■ **WRITTEN PROBLEM**: Turn every line of the material below into a numbered list, leaving out any blank lines.

■ **DATA EXTRACT**:
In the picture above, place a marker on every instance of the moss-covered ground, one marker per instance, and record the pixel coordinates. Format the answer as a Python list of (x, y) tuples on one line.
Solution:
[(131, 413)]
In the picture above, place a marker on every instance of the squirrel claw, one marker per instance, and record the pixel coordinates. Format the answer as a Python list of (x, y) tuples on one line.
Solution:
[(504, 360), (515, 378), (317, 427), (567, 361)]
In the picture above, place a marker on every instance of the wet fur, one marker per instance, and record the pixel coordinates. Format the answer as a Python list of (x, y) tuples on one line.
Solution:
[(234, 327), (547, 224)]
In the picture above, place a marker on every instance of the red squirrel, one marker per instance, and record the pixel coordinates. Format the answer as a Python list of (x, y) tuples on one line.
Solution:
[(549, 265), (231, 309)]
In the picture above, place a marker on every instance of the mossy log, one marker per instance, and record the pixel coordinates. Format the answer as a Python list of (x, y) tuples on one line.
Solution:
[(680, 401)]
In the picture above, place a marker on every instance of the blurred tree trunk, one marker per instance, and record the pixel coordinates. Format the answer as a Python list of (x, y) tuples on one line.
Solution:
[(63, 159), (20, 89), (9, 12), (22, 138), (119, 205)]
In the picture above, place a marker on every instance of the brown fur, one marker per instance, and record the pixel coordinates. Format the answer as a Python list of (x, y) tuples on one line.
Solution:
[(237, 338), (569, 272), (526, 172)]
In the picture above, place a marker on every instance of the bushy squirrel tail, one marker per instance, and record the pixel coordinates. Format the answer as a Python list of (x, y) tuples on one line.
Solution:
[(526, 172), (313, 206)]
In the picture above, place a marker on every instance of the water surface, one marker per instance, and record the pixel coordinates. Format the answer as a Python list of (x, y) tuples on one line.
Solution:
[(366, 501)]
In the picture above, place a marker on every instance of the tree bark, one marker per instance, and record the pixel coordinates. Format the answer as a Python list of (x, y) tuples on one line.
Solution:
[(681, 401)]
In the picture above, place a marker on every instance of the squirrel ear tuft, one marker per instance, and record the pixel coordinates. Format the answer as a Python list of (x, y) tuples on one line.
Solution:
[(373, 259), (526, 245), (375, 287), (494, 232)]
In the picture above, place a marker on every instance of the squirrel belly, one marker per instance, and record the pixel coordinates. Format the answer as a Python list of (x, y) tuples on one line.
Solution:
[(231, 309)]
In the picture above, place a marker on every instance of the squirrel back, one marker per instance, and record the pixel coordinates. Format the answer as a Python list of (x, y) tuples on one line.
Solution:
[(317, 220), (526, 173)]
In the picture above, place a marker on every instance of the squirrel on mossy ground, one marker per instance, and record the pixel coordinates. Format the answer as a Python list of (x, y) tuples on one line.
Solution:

■ **CORRECT RESULT**:
1. In the picture above, place a marker on every instance of the moss-covered ground, one marker per instance, and record the pixel coordinates. Format the answer as a Python list of (x, y) tuples on one line.
2. Solution:
3. [(131, 413)]
4. In the picture above, place a marker on every instance of the squirrel claw, one marker per instance, and record the pixel coordinates. Format the answer as a Python list of (x, y) tuples on one line.
5. Solution:
6. [(504, 360), (515, 378), (317, 427), (567, 361)]
7. In the picture above, place a marker on every instance of the wet fur, one marker per instance, and record the pixel coordinates. Format the answer as a Python list of (x, y) tuples on one line.
8. Solution:
9. [(234, 327), (547, 224)]
10. In the picture above, place a marker on every instance of the red squirrel, one marker per instance, and record the pixel coordinates. Format the answer as a Python list of (x, y) tuples on one line.
11. Solution:
12. [(549, 265), (231, 309)]
13. In the picture above, place a marker on every instance of the mossy log, one marker per instance, and record the pixel coordinates. Format the answer as a Python list of (x, y) tuples on one line.
14. Solution:
15. [(680, 401)]
16. In the picture above, place a marker on every instance of the blurred tree trunk, one marker per instance, and record the pixel coordinates. Format the answer as a Python list of (x, y) tuples on one line.
17. Solution:
18. [(63, 159), (20, 89), (9, 12), (22, 138), (119, 205)]
19. In the picture above, place a marker on every instance of the brown fur, one marker per instance, and record the pixel coordinates. Format the answer as a Python list of (x, y) tuples on one line.
20. Solution:
21. [(237, 338), (569, 272), (526, 172)]
22. In the picture above, place a marker on every instance of the bushy squirrel tail, one marker per instance, and record the pixel coordinates. Format the answer as a Python list of (x, y) tuples on one line.
23. Solution:
24. [(526, 172), (313, 206)]
25. In the picture above, place a marker on every instance of the water surface, one marker per instance, and record the pixel coordinates. Format the answer as a Python list of (x, y) tuples on one line.
26. Solution:
27. [(366, 501)]
28. In the picture above, place a marker on every instance of the tree bark, one marker per instance, and record the pixel coordinates. Format the answer as a Python list of (x, y) tuples on one line.
29. Solution:
30. [(681, 401)]
31. In the picture above, place a marker on every instance of the squirrel ear tuft, one marker per instance, and record the pixel coordinates. Format the answer as a Python list of (x, y) tuples on one line.
32. Solution:
33. [(373, 259), (526, 245), (375, 287), (494, 232)]
34. In the picture above, place a marker on every instance of the squirrel belly, one marker per instance, and record the pixel coordinates. Format the answer as a Python list of (x, y) tuples on one line.
35. Solution:
36. [(231, 309)]
37. In the picture above, place a marker on every instance of the squirrel back, one marker per instance, and record the pixel coordinates. Format the answer as a Python list of (x, y) tuples on one line.
38. Solution:
39. [(317, 220), (526, 173)]
40. In the picture above, place a marker on every instance of the squirrel on mossy ground, one marker per instance, and record the pixel coordinates. Format the answer as a Python list of (x, y) tuples on one line.
41. Solution:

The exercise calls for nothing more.